MATERIAL FOR THE TASK →

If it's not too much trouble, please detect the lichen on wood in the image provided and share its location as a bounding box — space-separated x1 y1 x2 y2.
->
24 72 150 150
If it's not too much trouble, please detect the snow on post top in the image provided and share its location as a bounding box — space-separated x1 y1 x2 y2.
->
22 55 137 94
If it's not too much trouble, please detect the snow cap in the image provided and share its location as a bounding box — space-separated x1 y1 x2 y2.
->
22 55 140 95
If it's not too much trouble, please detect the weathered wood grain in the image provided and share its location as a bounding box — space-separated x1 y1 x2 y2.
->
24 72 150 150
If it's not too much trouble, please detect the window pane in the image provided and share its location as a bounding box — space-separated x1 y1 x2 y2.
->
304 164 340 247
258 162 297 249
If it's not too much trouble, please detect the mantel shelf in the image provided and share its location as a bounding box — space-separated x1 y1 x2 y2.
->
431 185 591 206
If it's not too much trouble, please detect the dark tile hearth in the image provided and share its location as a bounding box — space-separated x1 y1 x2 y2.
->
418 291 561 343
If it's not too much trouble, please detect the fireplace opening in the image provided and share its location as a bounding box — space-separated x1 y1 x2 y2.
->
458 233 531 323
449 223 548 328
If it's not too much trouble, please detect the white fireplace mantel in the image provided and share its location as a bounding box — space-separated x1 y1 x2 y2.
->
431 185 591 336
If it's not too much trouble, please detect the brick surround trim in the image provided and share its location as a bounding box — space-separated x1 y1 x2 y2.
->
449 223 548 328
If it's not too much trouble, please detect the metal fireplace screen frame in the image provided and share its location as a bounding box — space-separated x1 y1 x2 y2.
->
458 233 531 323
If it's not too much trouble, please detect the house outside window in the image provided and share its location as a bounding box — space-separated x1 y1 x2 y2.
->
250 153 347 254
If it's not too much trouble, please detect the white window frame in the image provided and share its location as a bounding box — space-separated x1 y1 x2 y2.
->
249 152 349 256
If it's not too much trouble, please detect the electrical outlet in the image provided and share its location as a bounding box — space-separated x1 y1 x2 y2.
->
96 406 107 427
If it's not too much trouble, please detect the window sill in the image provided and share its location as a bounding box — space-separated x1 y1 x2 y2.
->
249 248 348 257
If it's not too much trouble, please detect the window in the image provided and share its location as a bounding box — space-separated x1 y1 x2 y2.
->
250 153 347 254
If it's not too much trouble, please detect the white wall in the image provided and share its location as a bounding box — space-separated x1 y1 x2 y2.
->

WHAT TO PRODUCE →
Rewrite the rows beginning at the line that has "If it's not too much trouble, please detect the window sill" and ending after the line that has "249 248 348 257", replacing "window sill" with "windowsill" and changing nothing else.

WRITTEN RESPONSE →
If it's not too much trouble, please detect the windowsill in the image provided and share its location as a bounding box — space-separated x1 y1 x2 y2.
->
249 248 348 257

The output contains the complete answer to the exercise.